**Work to be completed**
Please show each line in the rows below that contains the word "rough", copied in full. Case counts.

**Material for this task**
┌──
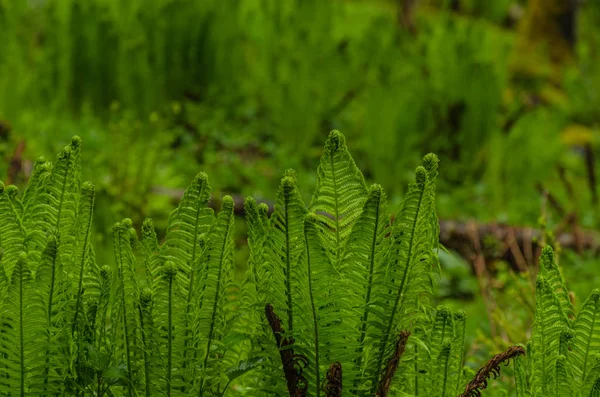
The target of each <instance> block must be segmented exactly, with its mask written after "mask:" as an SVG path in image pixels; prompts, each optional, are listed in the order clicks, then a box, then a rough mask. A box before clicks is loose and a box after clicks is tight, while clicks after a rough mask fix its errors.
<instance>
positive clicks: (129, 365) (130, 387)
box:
└──
┌──
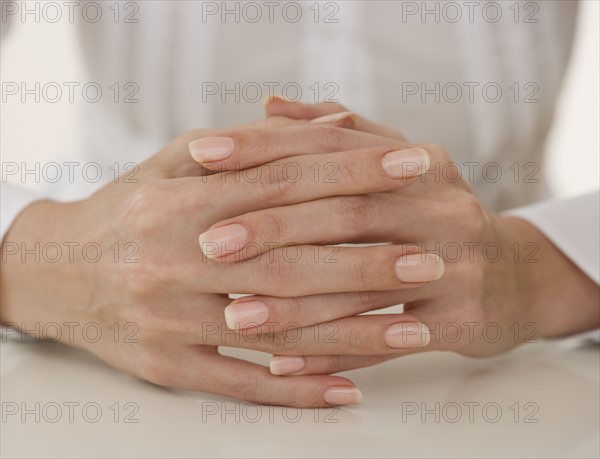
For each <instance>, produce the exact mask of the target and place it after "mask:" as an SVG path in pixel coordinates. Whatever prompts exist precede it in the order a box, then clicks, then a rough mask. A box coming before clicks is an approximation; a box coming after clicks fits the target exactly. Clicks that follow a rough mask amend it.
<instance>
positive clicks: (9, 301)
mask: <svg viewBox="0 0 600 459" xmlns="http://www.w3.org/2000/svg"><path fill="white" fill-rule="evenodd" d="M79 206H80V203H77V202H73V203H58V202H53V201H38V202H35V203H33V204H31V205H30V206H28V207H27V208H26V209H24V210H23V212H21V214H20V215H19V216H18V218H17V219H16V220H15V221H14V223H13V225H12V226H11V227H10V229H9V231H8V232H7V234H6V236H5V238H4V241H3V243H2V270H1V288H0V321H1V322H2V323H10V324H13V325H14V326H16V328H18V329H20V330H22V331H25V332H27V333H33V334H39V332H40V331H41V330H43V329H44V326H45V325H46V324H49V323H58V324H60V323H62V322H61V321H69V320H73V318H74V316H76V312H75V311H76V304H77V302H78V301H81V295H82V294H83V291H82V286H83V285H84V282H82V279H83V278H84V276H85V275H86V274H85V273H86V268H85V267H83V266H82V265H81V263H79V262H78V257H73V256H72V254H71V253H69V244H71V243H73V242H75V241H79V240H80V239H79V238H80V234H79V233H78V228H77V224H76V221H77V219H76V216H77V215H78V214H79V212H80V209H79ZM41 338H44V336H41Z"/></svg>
└──
**Exercise answer**
The target of each <instance> block must be segmented exactly, with its mask written after "mask:" as an SVG path in image pixels; prompts, each optional, are listed in the order clicks, then a box, then a rough mask. A box before clicks is loose and a box after clicks is tight, while clicks after a rough mask fix its errors.
For each <instance>, produce the exact mask of the target and place it after "mask:" as an SVG path in pixel coordinates. Whatever prompts exist precede it in the order a box, then clicks, then a rough mask. A box coming before clicks is an approximation; a box coming after clicks fits the target exactly. Clicks that follow a rough mask amend it.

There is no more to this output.